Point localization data

== Segment start ==

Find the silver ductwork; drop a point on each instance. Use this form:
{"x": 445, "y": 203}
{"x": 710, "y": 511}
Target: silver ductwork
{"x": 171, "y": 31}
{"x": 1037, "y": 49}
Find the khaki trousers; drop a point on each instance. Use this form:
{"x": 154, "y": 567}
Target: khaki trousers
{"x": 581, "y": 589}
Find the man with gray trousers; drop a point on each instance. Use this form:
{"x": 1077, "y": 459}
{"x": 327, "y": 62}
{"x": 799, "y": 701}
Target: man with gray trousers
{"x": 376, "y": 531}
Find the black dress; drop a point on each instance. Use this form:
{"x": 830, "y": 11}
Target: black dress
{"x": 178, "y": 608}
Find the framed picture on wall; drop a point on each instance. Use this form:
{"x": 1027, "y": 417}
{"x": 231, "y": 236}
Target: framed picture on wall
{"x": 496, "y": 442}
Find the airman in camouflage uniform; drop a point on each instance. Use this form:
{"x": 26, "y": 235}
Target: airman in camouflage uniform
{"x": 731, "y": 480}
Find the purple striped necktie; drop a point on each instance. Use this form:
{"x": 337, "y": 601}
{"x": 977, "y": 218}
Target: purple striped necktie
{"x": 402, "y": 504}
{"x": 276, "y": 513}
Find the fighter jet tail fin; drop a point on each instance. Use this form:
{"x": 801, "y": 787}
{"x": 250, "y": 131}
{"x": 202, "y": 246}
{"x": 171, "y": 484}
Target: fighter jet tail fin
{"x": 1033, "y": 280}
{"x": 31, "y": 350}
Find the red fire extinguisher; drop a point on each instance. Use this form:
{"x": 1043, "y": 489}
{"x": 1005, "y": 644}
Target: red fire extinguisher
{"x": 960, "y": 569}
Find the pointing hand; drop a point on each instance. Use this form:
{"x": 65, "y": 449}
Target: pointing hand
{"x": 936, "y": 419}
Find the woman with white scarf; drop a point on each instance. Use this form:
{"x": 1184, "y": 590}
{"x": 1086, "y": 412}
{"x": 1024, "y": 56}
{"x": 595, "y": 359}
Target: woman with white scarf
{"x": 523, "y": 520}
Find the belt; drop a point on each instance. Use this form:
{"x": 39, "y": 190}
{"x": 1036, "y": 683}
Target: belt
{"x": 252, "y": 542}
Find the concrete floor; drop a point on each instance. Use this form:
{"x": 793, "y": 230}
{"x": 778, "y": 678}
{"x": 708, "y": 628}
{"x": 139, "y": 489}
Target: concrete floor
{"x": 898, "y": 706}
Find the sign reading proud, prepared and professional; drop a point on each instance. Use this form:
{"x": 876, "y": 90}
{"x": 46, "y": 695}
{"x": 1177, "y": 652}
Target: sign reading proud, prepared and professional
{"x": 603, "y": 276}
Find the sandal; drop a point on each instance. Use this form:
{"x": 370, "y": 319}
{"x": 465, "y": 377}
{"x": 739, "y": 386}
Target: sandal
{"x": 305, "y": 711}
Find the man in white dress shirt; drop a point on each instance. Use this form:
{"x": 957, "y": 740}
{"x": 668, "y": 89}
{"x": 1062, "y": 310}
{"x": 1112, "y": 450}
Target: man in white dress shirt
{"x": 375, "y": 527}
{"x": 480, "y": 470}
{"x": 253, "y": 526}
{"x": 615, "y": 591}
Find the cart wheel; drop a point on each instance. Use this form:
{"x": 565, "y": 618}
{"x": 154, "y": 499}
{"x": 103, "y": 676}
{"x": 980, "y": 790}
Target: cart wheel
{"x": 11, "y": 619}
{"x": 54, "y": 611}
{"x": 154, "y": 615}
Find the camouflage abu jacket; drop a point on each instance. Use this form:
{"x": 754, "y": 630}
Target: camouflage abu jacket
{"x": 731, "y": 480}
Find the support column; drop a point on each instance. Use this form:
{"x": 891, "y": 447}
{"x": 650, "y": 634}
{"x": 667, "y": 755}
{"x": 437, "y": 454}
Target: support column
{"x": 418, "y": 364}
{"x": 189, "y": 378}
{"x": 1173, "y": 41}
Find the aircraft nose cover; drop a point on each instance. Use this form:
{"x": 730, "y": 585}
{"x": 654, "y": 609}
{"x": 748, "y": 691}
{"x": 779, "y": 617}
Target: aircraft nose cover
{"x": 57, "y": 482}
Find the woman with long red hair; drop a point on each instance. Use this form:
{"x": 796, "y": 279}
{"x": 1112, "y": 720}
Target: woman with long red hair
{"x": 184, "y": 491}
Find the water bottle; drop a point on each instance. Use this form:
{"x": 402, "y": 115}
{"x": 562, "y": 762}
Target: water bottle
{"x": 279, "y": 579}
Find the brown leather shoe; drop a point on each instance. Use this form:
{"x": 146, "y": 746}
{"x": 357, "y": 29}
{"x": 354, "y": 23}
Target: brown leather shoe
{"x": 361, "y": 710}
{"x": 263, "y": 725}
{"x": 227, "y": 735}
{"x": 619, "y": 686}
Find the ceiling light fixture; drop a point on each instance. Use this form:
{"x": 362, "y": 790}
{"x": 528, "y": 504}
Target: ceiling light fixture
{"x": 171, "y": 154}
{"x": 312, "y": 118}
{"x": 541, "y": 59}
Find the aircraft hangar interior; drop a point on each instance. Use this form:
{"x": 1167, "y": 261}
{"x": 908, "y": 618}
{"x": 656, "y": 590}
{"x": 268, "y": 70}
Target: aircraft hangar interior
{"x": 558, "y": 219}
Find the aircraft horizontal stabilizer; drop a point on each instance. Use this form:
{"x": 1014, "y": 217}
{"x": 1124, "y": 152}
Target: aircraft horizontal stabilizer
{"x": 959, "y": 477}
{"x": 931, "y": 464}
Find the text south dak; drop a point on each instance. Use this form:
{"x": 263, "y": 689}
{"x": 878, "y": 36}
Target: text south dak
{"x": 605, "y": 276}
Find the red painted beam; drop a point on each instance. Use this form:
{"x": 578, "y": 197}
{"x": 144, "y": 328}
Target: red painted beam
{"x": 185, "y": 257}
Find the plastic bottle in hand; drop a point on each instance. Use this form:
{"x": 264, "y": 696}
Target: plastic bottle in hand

== Segment end ==

Task to complete: Please find every line in the records that contains the word "plastic", and copy it out.

Expected output:
Find the plastic bottle in hand; drop a point on each instance. Use this form:
Target: plastic bottle in hand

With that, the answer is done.